Put the material from the line with "Identify a point on every instance of the sky" to the line with "x=262 y=813", both included, into a numbered list, leaving out any blank lines.

┄┄┄┄┄┄┄┄┄┄

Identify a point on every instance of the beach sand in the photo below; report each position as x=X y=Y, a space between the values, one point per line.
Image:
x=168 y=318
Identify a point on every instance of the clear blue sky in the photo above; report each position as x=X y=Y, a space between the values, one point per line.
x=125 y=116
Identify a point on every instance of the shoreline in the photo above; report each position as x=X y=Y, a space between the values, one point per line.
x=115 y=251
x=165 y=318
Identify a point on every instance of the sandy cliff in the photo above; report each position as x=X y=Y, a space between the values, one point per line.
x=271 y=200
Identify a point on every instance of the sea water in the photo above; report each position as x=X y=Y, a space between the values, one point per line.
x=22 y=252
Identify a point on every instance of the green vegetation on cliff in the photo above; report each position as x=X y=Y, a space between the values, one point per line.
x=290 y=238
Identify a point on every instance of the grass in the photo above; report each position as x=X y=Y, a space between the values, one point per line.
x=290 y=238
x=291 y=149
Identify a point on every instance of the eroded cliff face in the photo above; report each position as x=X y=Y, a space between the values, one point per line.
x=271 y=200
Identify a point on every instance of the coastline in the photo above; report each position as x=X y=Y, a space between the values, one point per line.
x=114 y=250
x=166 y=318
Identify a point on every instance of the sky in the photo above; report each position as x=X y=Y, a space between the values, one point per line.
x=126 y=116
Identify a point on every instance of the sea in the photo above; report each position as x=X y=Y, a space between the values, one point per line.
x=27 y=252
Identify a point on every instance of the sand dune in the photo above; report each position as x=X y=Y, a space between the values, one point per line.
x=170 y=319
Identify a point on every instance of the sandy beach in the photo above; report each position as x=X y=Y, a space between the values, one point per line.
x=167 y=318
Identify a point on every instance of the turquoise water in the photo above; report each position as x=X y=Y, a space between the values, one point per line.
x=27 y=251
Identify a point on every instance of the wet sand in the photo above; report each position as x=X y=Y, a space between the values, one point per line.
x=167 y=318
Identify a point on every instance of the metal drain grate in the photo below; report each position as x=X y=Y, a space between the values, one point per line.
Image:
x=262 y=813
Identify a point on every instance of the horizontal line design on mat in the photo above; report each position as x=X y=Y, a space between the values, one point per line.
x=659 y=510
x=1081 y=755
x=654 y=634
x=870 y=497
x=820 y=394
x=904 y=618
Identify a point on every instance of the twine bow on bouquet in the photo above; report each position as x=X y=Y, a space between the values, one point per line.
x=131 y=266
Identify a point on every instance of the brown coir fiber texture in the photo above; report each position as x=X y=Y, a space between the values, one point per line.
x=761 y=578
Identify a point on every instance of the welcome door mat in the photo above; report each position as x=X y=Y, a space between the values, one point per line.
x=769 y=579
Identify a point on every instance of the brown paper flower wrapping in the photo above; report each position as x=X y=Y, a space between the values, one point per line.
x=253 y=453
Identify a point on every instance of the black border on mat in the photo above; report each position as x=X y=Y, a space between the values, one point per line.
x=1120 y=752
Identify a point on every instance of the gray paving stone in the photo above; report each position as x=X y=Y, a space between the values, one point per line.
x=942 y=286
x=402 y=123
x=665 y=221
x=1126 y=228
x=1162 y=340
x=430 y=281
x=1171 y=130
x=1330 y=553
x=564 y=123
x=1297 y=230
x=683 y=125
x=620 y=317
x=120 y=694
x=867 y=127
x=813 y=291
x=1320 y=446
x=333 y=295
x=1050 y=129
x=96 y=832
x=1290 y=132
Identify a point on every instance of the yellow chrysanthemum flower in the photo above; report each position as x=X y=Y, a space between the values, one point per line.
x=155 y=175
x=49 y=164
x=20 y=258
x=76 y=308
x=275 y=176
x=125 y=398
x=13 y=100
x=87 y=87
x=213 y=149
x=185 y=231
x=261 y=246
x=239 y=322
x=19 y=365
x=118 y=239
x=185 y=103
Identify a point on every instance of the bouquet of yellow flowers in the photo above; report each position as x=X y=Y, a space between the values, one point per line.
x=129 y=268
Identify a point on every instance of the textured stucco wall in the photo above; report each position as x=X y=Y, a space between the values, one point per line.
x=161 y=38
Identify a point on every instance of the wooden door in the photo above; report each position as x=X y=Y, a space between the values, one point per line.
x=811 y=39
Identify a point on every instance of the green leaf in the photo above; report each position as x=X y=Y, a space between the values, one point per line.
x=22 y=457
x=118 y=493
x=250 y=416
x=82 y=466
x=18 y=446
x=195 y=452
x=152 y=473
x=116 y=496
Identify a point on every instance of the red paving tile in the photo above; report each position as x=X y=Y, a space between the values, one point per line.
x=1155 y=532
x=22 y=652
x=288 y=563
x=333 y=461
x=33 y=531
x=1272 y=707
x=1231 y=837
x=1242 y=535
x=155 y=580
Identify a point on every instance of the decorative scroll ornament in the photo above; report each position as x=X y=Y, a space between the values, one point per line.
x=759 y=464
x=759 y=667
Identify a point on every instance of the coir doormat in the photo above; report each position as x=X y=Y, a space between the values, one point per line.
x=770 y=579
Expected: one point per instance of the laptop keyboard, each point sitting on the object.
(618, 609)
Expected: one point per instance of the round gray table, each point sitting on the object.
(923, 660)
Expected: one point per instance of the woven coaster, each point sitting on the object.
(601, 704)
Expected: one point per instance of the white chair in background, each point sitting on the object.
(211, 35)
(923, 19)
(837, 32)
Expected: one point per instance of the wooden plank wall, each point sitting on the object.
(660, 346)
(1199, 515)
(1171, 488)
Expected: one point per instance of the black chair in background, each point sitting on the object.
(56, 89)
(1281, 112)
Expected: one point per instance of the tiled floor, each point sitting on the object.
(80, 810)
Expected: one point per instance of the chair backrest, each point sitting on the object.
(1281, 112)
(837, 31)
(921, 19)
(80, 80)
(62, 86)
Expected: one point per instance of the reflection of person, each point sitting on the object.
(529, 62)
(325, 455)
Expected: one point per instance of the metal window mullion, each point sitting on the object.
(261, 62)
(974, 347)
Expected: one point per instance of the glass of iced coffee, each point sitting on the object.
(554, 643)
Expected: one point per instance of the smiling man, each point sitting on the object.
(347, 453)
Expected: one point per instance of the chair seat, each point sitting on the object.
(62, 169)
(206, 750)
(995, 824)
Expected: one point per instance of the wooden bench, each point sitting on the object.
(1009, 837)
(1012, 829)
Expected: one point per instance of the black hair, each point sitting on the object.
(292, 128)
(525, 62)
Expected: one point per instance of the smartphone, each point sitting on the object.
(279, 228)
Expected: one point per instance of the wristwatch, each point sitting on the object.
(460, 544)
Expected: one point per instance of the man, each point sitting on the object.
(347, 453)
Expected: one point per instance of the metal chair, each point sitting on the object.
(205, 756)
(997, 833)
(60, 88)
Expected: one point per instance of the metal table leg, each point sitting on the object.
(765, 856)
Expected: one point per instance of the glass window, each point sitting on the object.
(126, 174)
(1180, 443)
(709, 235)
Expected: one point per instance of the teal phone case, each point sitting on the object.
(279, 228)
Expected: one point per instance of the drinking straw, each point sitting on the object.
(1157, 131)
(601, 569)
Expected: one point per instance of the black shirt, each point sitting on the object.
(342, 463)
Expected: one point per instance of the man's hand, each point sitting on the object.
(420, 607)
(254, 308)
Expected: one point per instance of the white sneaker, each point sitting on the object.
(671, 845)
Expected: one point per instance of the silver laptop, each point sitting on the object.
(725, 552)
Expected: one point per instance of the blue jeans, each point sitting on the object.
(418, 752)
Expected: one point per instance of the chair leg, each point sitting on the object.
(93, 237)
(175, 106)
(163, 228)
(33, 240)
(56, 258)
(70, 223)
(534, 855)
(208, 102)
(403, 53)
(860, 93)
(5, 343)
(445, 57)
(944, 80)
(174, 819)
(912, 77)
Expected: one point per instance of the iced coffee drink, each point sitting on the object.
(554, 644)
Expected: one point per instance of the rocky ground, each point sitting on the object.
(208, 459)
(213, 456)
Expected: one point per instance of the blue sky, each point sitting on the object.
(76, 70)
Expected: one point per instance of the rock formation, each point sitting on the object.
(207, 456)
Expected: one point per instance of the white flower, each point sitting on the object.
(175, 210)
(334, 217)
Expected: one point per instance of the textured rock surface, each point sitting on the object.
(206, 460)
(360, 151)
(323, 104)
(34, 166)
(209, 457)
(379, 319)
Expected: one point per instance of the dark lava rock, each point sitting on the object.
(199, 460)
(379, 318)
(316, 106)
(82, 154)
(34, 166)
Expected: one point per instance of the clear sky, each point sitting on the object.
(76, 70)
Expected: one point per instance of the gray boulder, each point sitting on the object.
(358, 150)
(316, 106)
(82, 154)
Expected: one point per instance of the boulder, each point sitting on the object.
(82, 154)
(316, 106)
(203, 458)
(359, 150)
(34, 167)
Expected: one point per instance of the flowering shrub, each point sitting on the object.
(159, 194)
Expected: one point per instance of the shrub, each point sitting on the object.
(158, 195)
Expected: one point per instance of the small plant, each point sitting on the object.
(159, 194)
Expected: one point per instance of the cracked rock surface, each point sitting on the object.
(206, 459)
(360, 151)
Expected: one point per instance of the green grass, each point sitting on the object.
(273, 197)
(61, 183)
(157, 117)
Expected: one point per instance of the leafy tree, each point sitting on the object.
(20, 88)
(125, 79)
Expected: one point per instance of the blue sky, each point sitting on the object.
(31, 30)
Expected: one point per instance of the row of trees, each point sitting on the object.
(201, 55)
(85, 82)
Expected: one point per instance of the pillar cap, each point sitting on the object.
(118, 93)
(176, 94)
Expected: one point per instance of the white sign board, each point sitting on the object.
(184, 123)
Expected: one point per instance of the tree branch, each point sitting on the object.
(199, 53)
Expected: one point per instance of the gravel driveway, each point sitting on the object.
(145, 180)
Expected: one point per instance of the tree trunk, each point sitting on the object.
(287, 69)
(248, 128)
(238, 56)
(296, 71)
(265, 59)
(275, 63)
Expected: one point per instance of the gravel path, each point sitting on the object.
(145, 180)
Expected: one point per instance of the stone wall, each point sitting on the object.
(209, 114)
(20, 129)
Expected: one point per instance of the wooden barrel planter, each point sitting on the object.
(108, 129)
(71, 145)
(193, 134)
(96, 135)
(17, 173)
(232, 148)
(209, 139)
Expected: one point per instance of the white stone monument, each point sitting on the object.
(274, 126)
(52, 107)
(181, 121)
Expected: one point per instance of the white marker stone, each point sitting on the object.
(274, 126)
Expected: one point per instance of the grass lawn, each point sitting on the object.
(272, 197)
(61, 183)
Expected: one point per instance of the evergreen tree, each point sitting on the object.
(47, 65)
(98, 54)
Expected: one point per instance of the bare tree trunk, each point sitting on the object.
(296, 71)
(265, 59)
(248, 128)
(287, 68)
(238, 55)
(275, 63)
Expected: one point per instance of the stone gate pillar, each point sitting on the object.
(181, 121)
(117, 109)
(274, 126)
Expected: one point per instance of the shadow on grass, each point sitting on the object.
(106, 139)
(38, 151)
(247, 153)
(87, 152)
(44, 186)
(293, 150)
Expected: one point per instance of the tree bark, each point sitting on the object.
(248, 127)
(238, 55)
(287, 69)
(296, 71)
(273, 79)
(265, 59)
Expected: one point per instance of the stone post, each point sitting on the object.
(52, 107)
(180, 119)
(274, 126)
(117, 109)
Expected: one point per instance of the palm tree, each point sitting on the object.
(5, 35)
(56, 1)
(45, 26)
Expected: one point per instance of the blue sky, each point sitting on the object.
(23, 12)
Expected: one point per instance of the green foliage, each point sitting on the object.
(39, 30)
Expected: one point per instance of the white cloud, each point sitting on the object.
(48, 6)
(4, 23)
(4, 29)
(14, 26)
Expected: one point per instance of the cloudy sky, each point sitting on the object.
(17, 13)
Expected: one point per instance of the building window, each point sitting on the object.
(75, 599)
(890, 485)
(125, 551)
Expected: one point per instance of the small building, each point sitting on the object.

┄┄┄┄┄┄┄┄┄┄

→ **REPLY TO THE TASK**:
1. Identify a point on every instance of the sky in the photo above; report each position as x=X y=Y, a space between the values, one point per line.
2. x=126 y=116
3. Identify a point on every instance of the sea in the photo above; report each position as x=X y=Y, a space between the values, one point per line.
4. x=27 y=252
5. Identify a point on every instance of the sand dune in the photo above; report each position as x=X y=Y, a space between the values, one point per line.
6. x=170 y=319
7. Identify a point on every instance of the sandy beach in the photo above; report each position as x=X y=Y, a space between the values, one point per line.
8. x=167 y=318
9. Identify a point on every instance of the turquoise water in the photo above; report each position as x=X y=Y, a space between the values, one point per line.
10. x=27 y=251
11. Identify a point on every instance of the wet sand in the photo above; report each position as x=X y=Y, a space between the values, one point per line.
12. x=167 y=318
13. Identify a point on every instance of the metal drain grate in the photo below; report each position as x=X y=Y, a space between the values, one point per line.
14. Image:
15. x=262 y=813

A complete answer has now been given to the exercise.